Point-per-instance localization data
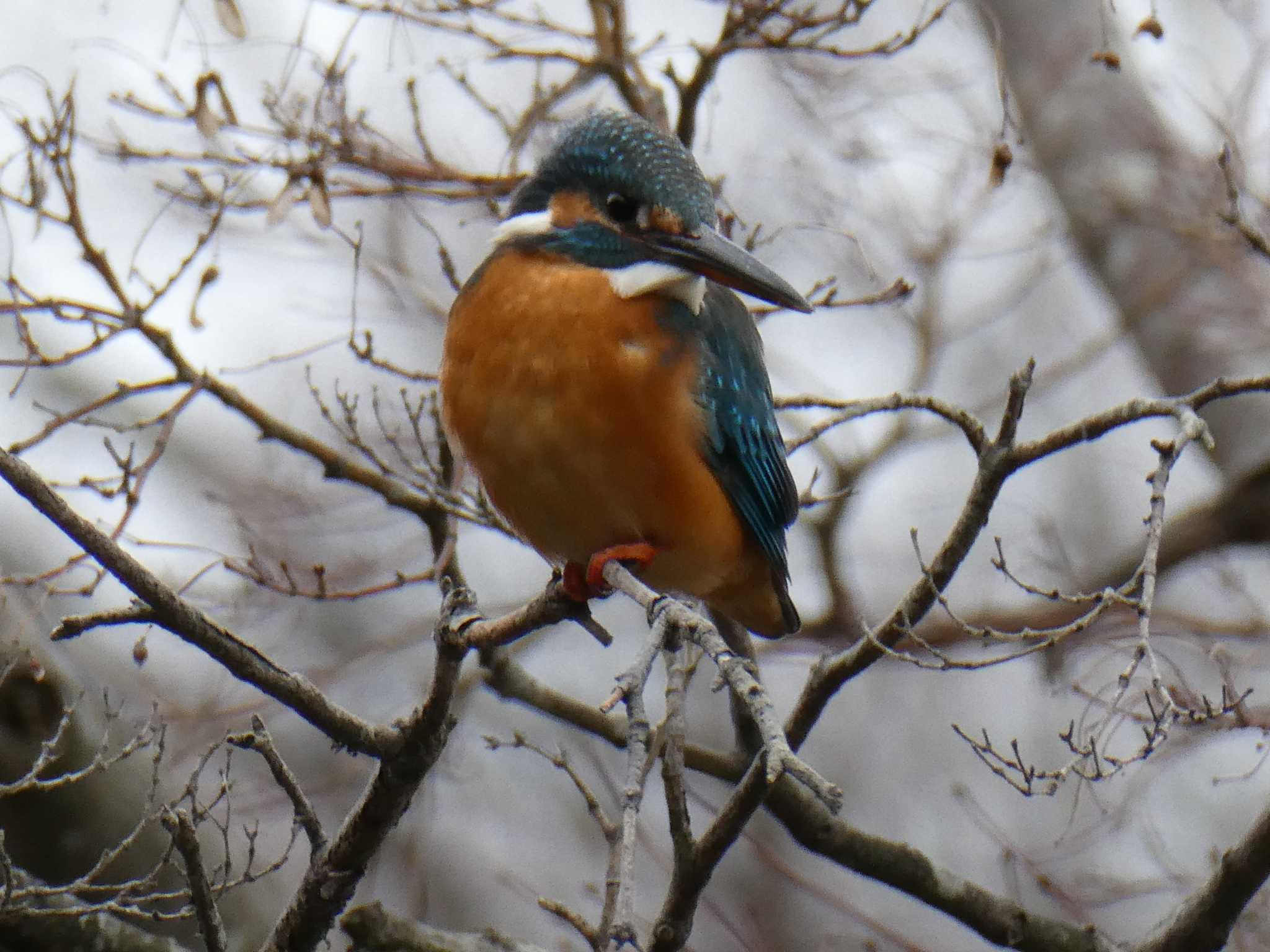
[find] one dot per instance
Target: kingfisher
(610, 390)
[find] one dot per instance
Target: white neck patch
(655, 277)
(526, 224)
(633, 281)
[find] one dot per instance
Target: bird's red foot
(584, 584)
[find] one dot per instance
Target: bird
(609, 387)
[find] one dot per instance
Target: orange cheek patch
(665, 220)
(568, 208)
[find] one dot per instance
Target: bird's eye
(621, 208)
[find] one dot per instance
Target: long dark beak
(714, 257)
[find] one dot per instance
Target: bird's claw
(584, 584)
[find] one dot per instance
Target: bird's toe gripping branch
(584, 584)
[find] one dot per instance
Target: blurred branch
(1204, 922)
(190, 624)
(375, 930)
(305, 815)
(81, 927)
(201, 896)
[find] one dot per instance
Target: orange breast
(577, 410)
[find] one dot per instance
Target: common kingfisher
(611, 392)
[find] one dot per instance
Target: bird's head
(618, 193)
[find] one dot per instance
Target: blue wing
(744, 444)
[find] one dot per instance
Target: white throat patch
(655, 277)
(633, 281)
(526, 224)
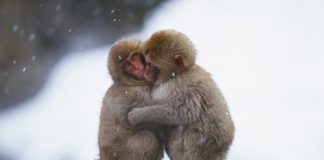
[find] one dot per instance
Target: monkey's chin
(149, 79)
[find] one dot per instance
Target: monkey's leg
(145, 145)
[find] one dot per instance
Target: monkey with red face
(186, 99)
(119, 140)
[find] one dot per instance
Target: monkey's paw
(134, 116)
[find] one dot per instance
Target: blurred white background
(266, 56)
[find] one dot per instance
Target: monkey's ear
(178, 59)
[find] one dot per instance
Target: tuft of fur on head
(118, 55)
(162, 46)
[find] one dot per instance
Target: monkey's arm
(165, 114)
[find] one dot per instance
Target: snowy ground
(266, 56)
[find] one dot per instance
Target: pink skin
(149, 72)
(135, 67)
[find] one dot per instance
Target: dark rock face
(35, 34)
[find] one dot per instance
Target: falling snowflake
(32, 37)
(171, 45)
(15, 28)
(58, 7)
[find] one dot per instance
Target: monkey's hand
(134, 116)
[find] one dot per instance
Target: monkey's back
(117, 138)
(209, 133)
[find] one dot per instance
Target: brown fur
(118, 140)
(189, 100)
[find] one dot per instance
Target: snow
(266, 56)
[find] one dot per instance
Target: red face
(135, 66)
(151, 71)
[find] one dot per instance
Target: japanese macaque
(185, 97)
(119, 140)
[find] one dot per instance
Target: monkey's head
(126, 63)
(168, 53)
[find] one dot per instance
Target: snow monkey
(186, 97)
(119, 140)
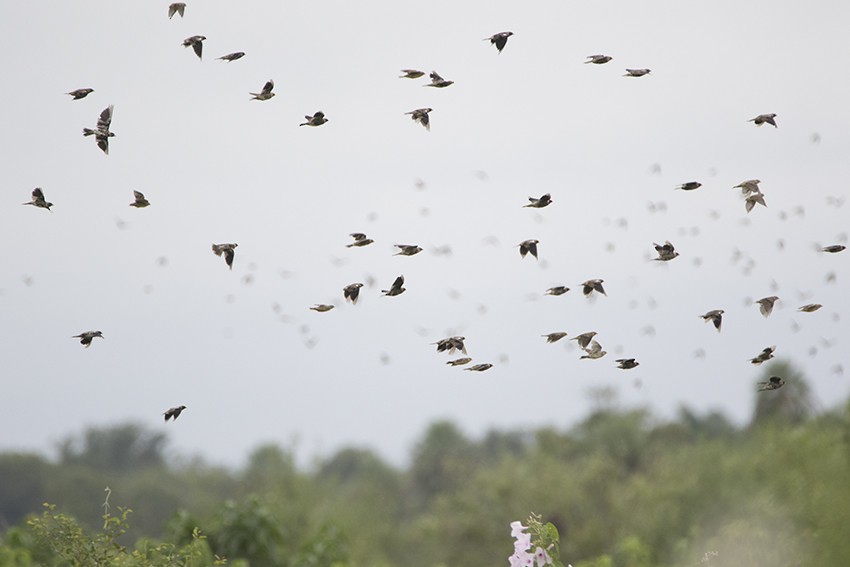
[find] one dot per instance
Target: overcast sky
(241, 348)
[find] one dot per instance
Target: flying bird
(229, 251)
(86, 338)
(499, 40)
(80, 93)
(266, 93)
(38, 200)
(196, 43)
(316, 120)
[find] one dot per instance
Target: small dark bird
(421, 115)
(715, 316)
(396, 288)
(176, 8)
(229, 251)
(351, 292)
(196, 43)
(316, 120)
(232, 56)
(499, 40)
(101, 132)
(140, 201)
(764, 118)
(266, 93)
(437, 81)
(536, 203)
(38, 200)
(80, 93)
(86, 338)
(528, 247)
(174, 413)
(773, 383)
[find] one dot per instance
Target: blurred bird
(80, 93)
(528, 247)
(140, 202)
(38, 200)
(359, 240)
(266, 93)
(766, 305)
(176, 8)
(762, 118)
(437, 81)
(536, 203)
(196, 43)
(715, 316)
(773, 383)
(174, 413)
(316, 120)
(86, 338)
(421, 115)
(232, 56)
(101, 132)
(396, 288)
(229, 251)
(499, 40)
(590, 286)
(351, 292)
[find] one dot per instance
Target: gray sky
(233, 346)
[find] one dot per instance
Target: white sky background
(534, 119)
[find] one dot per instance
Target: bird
(590, 286)
(764, 118)
(80, 93)
(316, 120)
(765, 355)
(715, 316)
(86, 338)
(174, 413)
(196, 43)
(666, 252)
(499, 40)
(229, 251)
(407, 249)
(360, 239)
(140, 201)
(421, 115)
(437, 81)
(528, 247)
(584, 339)
(38, 200)
(689, 186)
(766, 304)
(554, 337)
(176, 8)
(411, 74)
(351, 292)
(232, 56)
(773, 383)
(539, 203)
(396, 288)
(101, 132)
(266, 93)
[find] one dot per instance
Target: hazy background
(242, 350)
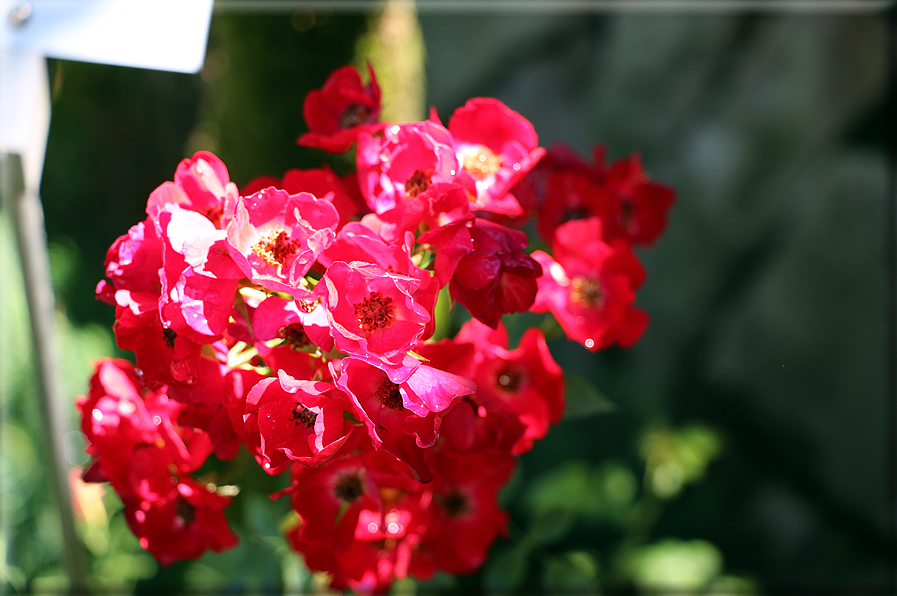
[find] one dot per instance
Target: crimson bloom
(496, 147)
(300, 420)
(201, 184)
(524, 382)
(275, 237)
(489, 272)
(590, 288)
(403, 162)
(339, 111)
(183, 527)
(372, 311)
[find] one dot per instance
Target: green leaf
(584, 399)
(506, 568)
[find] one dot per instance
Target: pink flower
(404, 162)
(380, 404)
(357, 242)
(525, 382)
(299, 420)
(134, 434)
(199, 279)
(183, 527)
(372, 312)
(201, 184)
(275, 237)
(339, 111)
(322, 183)
(299, 324)
(489, 272)
(496, 147)
(590, 288)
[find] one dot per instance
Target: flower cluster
(295, 318)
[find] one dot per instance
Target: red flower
(403, 163)
(496, 147)
(490, 274)
(379, 402)
(299, 420)
(201, 184)
(321, 183)
(372, 312)
(590, 289)
(135, 436)
(275, 237)
(339, 111)
(183, 527)
(525, 382)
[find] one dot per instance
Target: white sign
(156, 34)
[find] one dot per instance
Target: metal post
(28, 218)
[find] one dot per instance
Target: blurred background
(749, 448)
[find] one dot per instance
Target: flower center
(481, 162)
(348, 488)
(302, 415)
(185, 511)
(354, 115)
(169, 336)
(454, 503)
(509, 380)
(375, 312)
(295, 336)
(586, 292)
(418, 182)
(390, 395)
(276, 248)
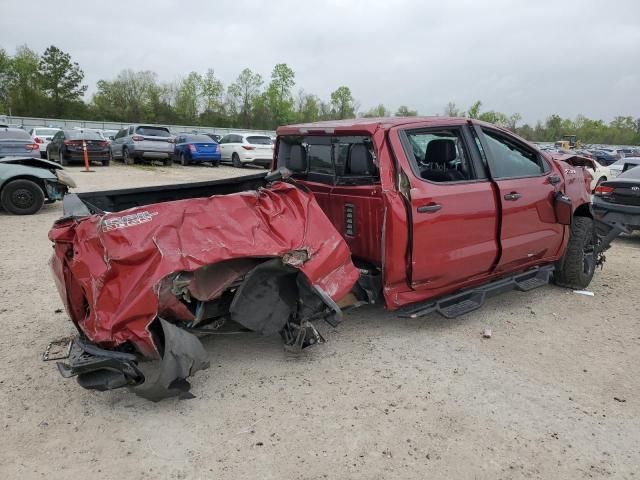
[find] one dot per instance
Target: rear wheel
(63, 160)
(126, 157)
(22, 197)
(578, 264)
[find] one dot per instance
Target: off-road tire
(577, 266)
(126, 157)
(22, 197)
(63, 161)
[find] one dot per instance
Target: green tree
(61, 79)
(474, 110)
(127, 98)
(307, 107)
(404, 111)
(25, 93)
(278, 95)
(452, 110)
(212, 90)
(241, 95)
(342, 103)
(189, 98)
(379, 111)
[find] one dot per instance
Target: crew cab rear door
(453, 207)
(529, 232)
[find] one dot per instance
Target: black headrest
(361, 160)
(440, 151)
(297, 161)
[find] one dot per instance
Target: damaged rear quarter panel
(108, 267)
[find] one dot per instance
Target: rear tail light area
(603, 190)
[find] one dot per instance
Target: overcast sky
(536, 57)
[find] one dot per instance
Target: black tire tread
(5, 197)
(569, 271)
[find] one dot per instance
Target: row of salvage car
(419, 214)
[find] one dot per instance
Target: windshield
(197, 139)
(45, 131)
(259, 140)
(86, 135)
(14, 135)
(153, 131)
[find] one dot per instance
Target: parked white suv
(247, 148)
(42, 136)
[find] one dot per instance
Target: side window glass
(440, 156)
(511, 160)
(319, 155)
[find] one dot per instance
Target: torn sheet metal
(183, 356)
(110, 268)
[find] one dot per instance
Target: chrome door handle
(430, 208)
(512, 196)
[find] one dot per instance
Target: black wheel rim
(23, 198)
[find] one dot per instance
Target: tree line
(51, 86)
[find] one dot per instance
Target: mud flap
(183, 356)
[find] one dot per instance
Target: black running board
(469, 300)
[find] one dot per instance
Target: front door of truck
(453, 208)
(529, 231)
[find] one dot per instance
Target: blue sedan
(192, 148)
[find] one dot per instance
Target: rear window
(14, 135)
(256, 140)
(45, 131)
(153, 131)
(327, 159)
(197, 139)
(83, 135)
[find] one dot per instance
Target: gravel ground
(553, 394)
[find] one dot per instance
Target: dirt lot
(554, 394)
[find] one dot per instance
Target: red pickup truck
(421, 214)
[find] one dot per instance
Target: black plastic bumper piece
(99, 369)
(469, 300)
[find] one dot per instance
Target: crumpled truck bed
(113, 270)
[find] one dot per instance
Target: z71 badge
(125, 221)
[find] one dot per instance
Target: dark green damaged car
(28, 183)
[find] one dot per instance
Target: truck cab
(435, 205)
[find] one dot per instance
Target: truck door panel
(529, 230)
(453, 210)
(357, 213)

__WHAT THIS TASK INVOLVES__:
From the line containing "Target: dark green damaged car" to the last line of the records above, please write out every line exactly and add nothing.

__ANSWER TO THIS PROBLEM__:
Target: dark green damaged car
(28, 183)
[find] one dot per instance
Target: truck cab
(435, 205)
[find] one dot per instance
Target: truck door panel
(529, 230)
(453, 210)
(357, 213)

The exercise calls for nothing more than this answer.